• [AIM OF THE TASK]: Give back, unchanged, each line from the one containing "Locate man's face" through the last line of the entries below.

• [EXTRACTED DATA]:
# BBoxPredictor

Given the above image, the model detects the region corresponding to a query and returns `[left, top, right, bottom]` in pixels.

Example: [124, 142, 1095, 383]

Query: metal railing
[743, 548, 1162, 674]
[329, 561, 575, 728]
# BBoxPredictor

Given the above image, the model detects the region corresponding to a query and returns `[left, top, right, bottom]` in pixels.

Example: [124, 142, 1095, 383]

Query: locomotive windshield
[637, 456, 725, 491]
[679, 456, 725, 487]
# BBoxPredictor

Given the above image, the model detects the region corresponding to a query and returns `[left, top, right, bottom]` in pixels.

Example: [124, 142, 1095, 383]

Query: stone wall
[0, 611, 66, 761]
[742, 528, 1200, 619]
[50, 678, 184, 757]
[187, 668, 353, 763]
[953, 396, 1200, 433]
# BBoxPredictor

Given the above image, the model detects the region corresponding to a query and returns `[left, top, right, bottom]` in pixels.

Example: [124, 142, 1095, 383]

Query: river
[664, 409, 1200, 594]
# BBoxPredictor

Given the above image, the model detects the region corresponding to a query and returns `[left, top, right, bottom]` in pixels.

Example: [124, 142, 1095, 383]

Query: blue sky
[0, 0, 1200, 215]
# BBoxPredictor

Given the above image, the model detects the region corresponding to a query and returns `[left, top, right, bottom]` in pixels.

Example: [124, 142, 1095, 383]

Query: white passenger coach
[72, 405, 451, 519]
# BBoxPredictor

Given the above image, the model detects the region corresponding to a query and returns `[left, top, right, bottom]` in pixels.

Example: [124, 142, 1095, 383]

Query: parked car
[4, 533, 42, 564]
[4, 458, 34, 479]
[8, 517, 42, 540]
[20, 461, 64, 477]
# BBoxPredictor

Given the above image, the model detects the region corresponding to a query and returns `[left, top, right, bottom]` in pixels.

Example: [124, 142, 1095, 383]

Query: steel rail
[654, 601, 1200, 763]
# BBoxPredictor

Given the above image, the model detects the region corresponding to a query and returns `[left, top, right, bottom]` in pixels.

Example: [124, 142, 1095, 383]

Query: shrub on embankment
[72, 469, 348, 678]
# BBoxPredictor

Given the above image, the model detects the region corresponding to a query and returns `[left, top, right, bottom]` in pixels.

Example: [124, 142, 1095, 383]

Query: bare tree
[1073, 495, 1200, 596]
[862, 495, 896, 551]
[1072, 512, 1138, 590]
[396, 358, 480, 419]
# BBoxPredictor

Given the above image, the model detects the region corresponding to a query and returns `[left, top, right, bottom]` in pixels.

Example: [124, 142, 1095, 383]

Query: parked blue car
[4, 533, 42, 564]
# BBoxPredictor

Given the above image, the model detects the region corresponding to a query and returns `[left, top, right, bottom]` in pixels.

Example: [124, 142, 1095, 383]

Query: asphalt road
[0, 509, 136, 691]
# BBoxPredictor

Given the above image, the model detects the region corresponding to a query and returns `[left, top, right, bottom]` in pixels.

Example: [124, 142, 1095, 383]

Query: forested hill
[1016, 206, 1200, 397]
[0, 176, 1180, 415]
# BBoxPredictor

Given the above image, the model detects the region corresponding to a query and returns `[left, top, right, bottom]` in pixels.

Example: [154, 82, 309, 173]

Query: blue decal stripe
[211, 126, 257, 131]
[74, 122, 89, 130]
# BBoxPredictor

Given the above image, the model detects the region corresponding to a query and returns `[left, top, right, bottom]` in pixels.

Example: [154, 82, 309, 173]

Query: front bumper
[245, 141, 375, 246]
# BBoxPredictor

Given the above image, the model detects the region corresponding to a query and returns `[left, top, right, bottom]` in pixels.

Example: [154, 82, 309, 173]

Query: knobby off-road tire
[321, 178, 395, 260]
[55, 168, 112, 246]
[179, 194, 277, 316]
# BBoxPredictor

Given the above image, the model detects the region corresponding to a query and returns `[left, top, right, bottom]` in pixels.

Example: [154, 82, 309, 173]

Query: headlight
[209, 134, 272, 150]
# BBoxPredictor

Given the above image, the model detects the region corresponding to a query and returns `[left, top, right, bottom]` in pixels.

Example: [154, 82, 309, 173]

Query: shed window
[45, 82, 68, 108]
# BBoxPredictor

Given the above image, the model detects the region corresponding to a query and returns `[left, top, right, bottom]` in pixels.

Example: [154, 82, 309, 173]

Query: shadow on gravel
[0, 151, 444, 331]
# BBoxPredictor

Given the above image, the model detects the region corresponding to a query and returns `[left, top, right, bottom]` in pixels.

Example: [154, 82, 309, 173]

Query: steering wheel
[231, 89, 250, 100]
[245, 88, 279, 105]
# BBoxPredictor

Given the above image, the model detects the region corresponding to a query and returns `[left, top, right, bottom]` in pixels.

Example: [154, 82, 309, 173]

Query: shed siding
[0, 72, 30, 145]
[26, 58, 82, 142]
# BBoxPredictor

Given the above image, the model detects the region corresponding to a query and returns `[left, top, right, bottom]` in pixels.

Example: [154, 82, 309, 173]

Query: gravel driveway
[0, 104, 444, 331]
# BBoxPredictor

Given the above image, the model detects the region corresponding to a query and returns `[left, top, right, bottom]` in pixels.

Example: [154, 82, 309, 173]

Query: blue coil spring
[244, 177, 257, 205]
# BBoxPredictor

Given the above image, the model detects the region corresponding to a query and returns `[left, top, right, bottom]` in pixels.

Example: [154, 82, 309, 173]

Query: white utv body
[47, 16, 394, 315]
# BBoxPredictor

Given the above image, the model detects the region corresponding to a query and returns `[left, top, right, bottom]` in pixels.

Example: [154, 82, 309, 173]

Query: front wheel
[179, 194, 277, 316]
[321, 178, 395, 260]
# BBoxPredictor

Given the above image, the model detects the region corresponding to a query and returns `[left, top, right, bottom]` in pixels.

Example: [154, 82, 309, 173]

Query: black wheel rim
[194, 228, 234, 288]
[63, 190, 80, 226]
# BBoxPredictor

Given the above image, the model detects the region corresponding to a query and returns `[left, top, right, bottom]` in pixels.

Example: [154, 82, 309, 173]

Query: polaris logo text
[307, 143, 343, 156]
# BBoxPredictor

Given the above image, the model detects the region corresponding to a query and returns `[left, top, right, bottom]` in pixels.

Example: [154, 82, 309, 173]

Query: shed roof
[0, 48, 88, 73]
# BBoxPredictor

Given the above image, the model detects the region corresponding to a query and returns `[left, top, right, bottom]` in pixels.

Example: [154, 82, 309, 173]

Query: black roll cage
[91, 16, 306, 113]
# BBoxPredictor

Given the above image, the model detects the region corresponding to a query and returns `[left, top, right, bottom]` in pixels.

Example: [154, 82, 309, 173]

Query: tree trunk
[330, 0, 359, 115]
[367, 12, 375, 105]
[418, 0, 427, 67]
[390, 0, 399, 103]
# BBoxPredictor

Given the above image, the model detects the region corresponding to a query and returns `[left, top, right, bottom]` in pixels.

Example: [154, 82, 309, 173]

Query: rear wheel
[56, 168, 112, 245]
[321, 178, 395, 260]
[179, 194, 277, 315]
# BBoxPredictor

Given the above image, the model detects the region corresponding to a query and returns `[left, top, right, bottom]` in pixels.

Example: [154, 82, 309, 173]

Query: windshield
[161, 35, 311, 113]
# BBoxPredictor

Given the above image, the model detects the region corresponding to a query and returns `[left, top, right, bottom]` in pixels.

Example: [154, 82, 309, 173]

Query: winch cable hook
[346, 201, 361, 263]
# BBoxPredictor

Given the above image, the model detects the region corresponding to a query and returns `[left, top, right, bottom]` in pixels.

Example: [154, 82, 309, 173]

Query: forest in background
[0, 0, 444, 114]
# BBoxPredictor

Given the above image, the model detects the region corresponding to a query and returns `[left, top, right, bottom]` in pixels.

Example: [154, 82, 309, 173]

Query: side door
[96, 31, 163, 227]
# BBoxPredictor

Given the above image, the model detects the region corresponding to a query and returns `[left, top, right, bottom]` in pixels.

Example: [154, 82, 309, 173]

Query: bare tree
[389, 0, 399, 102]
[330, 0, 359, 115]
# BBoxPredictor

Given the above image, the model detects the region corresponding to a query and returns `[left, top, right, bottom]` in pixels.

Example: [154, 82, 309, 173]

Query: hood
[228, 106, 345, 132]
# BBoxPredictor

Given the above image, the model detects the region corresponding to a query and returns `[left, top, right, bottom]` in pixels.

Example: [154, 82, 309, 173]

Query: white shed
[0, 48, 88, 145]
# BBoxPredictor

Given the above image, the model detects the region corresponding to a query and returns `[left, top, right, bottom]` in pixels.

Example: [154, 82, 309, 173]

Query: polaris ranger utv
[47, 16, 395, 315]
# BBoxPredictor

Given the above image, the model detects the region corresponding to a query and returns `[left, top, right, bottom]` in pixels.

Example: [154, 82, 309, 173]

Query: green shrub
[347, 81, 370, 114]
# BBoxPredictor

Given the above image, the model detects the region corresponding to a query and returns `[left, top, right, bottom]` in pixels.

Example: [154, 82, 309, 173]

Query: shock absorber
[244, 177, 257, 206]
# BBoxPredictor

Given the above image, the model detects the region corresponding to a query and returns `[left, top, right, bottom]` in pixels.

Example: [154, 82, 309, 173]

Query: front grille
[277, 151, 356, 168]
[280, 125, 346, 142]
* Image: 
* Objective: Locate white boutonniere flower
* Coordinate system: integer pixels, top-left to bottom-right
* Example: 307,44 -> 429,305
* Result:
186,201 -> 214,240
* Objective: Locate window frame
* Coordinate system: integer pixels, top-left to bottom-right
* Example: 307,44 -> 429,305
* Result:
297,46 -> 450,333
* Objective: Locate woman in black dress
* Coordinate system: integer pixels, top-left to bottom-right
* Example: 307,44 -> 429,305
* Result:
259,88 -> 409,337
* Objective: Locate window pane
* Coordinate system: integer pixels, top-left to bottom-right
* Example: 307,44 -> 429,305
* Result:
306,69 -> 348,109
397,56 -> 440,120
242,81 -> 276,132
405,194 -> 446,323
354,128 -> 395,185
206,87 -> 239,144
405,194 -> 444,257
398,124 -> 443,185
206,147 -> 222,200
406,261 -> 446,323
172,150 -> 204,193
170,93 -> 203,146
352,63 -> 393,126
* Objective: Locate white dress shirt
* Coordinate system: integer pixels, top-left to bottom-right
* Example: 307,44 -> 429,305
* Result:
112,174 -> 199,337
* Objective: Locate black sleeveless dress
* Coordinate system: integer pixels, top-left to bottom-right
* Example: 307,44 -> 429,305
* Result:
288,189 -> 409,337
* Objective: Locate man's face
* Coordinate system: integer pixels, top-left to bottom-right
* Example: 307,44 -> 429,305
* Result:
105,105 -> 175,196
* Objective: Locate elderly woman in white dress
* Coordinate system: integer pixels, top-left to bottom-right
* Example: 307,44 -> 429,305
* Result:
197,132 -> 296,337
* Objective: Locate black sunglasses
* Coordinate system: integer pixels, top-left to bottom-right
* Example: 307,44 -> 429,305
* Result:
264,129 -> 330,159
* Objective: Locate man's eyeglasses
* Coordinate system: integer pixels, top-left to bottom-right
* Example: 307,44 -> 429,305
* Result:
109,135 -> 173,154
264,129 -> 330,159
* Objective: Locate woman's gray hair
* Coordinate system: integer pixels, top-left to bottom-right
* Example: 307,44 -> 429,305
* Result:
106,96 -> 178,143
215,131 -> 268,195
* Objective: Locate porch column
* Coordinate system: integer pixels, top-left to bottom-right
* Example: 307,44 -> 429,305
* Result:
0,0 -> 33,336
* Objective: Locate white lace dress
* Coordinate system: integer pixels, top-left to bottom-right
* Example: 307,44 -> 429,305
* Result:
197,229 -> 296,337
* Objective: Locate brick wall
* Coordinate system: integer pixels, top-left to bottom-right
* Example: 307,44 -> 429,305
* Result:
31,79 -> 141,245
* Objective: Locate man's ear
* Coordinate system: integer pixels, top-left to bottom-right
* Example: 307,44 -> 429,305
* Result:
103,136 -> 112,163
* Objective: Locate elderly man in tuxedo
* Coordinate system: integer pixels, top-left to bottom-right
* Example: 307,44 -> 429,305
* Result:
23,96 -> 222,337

• [ANSWER TO THIS EXERCISE]:
* Objective: Locate man's face
* Coordinate system: integer pixels, top-left to bottom-right
* Example: 307,44 -> 429,305
* Result:
105,105 -> 175,196
* Objective: Locate elderly woman in white dress
* Coordinate system: integer pixels, top-left to bottom-right
* Example: 307,44 -> 429,305
* Result:
197,132 -> 296,337
* Objective: Locate black sunglasses
* Coordinate system: integer pixels, top-left to bottom-right
* Example: 307,44 -> 429,305
* Result:
264,129 -> 330,159
* Objective: Locate man's eyeglasses
* Coordinate system: integer pixels, top-left to bottom-right
* Example: 307,44 -> 429,305
* Result:
109,135 -> 173,154
264,129 -> 330,159
* Objective: Locate woman's gray hair
* Coordinate system: integer pixels, top-left to bottom-right
* Example: 307,44 -> 429,305
* Result:
106,96 -> 178,143
215,131 -> 268,195
* Objective: Locate porch column
* Coordinate system: integer pixels, top-left to bottom-right
* Example: 307,44 -> 429,305
* Result:
0,0 -> 33,336
* Objective: Locate white lace dress
* Coordinate system: integer pixels, top-left to bottom-right
* Example: 307,44 -> 429,305
* Result:
197,229 -> 296,337
* Objective: Locate brick wall
* Coordinate system: integer pixels, top-left to bottom-right
* Example: 307,44 -> 429,305
* Result:
31,79 -> 141,245
* Objective: Locate man's ear
* Coordinate system: integer pixels, top-left to bottom-right
* Example: 307,44 -> 429,305
* Result:
103,136 -> 112,163
* Objective: Locate elderly man in tuxedo
* Coordinate system: integer pixels, top-left to bottom-right
* Example: 307,44 -> 429,305
* Result:
23,96 -> 222,337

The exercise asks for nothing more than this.